== Raw records ==

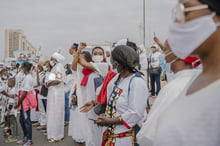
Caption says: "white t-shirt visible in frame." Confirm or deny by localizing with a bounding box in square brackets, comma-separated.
[150, 52, 161, 68]
[137, 69, 200, 146]
[154, 72, 220, 146]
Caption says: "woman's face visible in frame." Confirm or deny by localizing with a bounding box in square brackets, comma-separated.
[92, 48, 104, 56]
[45, 63, 51, 72]
[92, 48, 104, 63]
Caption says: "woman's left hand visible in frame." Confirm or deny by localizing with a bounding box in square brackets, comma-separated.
[96, 114, 112, 126]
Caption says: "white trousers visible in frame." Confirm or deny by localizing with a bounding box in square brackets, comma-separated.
[38, 94, 47, 125]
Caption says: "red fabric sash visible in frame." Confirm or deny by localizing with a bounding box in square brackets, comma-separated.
[34, 89, 40, 111]
[97, 70, 116, 104]
[80, 68, 94, 86]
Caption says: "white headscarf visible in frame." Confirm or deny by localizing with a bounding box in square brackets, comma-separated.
[52, 52, 65, 62]
[111, 39, 128, 51]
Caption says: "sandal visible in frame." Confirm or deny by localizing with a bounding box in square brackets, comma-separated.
[48, 138, 56, 143]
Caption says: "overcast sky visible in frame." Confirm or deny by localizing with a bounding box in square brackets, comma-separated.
[0, 0, 177, 62]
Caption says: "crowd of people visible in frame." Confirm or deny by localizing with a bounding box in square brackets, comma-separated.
[0, 0, 220, 146]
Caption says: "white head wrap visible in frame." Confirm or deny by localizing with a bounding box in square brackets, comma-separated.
[52, 52, 65, 62]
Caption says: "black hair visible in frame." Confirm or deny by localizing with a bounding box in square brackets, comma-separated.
[22, 62, 33, 72]
[72, 43, 79, 51]
[112, 45, 139, 72]
[66, 64, 72, 75]
[127, 41, 138, 52]
[0, 68, 8, 74]
[44, 60, 53, 70]
[81, 51, 92, 62]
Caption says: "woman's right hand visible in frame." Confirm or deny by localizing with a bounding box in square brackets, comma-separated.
[79, 42, 86, 52]
[80, 101, 94, 112]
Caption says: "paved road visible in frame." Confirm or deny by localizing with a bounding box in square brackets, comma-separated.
[0, 123, 83, 146]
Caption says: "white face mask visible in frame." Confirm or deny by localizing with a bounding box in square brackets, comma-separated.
[112, 62, 119, 74]
[50, 61, 55, 66]
[168, 13, 220, 59]
[43, 66, 47, 71]
[165, 58, 178, 73]
[2, 75, 8, 80]
[92, 55, 103, 63]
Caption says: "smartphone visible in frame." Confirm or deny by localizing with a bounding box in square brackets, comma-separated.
[88, 118, 96, 123]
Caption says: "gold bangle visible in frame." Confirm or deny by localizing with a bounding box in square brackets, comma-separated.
[118, 116, 123, 122]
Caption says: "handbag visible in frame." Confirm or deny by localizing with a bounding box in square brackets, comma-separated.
[94, 75, 104, 91]
[93, 102, 106, 115]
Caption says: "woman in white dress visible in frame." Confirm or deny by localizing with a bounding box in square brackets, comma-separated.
[72, 43, 109, 146]
[96, 45, 148, 146]
[46, 52, 65, 142]
[154, 0, 220, 146]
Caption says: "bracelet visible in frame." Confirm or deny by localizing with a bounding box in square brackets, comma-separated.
[92, 100, 95, 106]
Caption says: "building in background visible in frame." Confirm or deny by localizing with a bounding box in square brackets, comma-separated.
[4, 29, 37, 58]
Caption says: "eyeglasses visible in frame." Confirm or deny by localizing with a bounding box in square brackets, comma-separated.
[173, 3, 208, 23]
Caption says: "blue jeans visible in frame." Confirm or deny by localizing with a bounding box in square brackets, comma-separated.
[150, 70, 161, 96]
[20, 104, 32, 140]
[65, 91, 70, 122]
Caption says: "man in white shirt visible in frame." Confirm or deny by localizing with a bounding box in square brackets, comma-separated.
[149, 45, 162, 96]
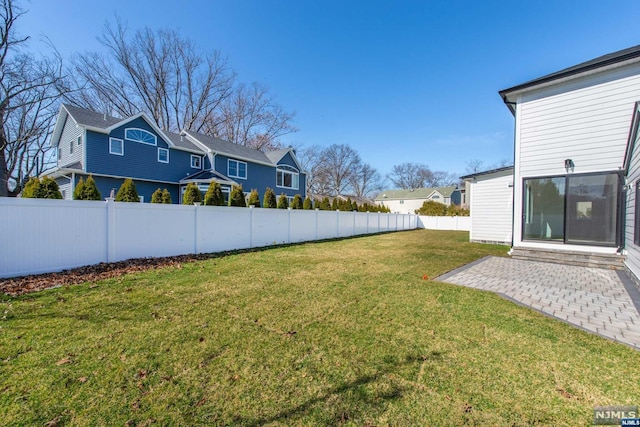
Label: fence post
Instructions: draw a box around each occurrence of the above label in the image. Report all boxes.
[352,212,356,236]
[249,205,255,249]
[287,207,292,243]
[105,197,116,262]
[367,211,369,234]
[193,202,200,254]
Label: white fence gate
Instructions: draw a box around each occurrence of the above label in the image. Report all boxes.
[0,197,424,277]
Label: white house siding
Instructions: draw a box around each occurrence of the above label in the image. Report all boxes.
[381,199,428,214]
[469,170,513,244]
[625,134,640,277]
[56,117,84,171]
[514,64,640,253]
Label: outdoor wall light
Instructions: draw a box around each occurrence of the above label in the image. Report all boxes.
[564,159,576,173]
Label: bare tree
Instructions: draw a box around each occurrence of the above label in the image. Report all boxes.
[387,163,433,190]
[219,83,297,150]
[66,18,296,150]
[296,145,328,194]
[316,144,360,196]
[349,162,382,197]
[0,0,64,197]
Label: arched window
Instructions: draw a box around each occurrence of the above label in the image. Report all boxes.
[124,128,158,145]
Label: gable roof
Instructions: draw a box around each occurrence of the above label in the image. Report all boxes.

===

*Exercise requirements*
Please return everything from the start of the listing down to the line containing "[154, 72, 220, 146]", both ends included, copied word for word and leaving out the pictures.

*Worked solution*
Caption says: "white t-shirt visible in frame." Confirm or deny by localizing with a bounding box in square brackets, comma-separated.
[150, 52, 161, 68]
[137, 69, 200, 146]
[154, 72, 220, 146]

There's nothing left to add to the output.